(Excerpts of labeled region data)
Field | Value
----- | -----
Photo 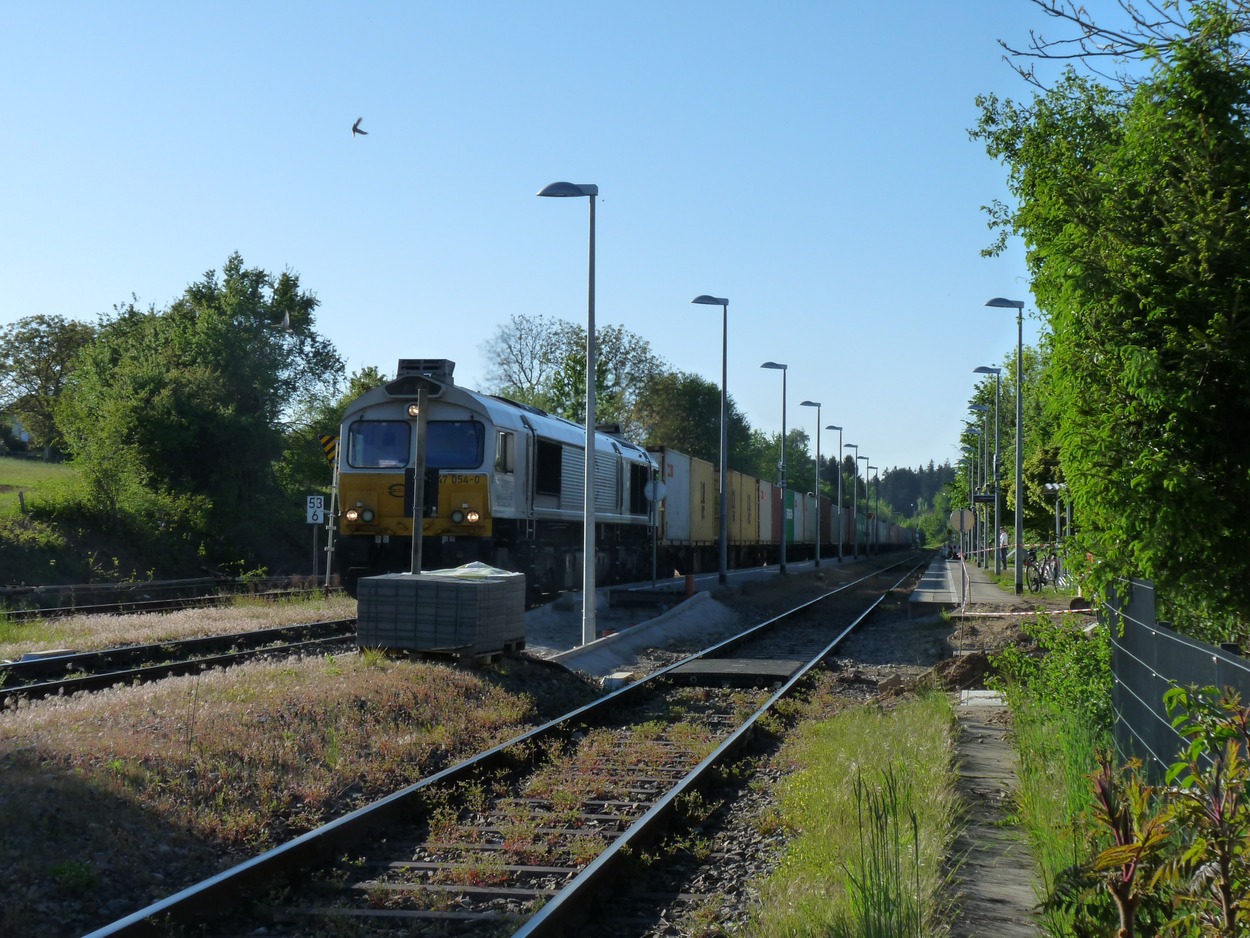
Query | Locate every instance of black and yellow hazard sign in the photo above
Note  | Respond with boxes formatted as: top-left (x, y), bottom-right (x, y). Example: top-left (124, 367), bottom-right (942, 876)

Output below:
top-left (321, 434), bottom-right (339, 465)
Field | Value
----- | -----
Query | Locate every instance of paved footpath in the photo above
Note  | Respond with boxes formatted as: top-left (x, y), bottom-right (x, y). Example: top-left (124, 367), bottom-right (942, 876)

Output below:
top-left (948, 562), bottom-right (1043, 938)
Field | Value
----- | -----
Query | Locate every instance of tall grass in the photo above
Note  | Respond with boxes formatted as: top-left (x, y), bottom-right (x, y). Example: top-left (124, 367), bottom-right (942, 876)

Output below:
top-left (0, 456), bottom-right (75, 518)
top-left (1010, 689), bottom-right (1110, 935)
top-left (751, 693), bottom-right (958, 938)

OBJECTIVE: Keep every word of the data as it is when you write it out, but drop the pictures.

RIGHT ANSWER:
Field | Value
----- | -----
Photo 
Query | Locate every instance of black and yellow hazard sign in the photo above
Note  | Respond with boxes formatted as: top-left (x, y), bottom-right (x, y). Example: top-left (124, 367), bottom-right (942, 876)

Output below:
top-left (321, 434), bottom-right (339, 465)
Field | Value
----- | -----
Query | Locate every instance of paved footpath in the photo above
Note  | Respond with boxes formatted as: top-left (x, y), bottom-right (x, y). Example: top-left (124, 367), bottom-right (942, 876)

Output below:
top-left (948, 562), bottom-right (1043, 938)
Field | Value
----- | -----
Query | Locate every instance of tall grass in the photo above
Note  | Respond with boxes formatted as: top-left (x, y), bottom-right (x, y). Example: top-left (124, 367), bottom-right (942, 876)

Output below:
top-left (0, 456), bottom-right (75, 518)
top-left (1010, 689), bottom-right (1110, 935)
top-left (751, 693), bottom-right (958, 938)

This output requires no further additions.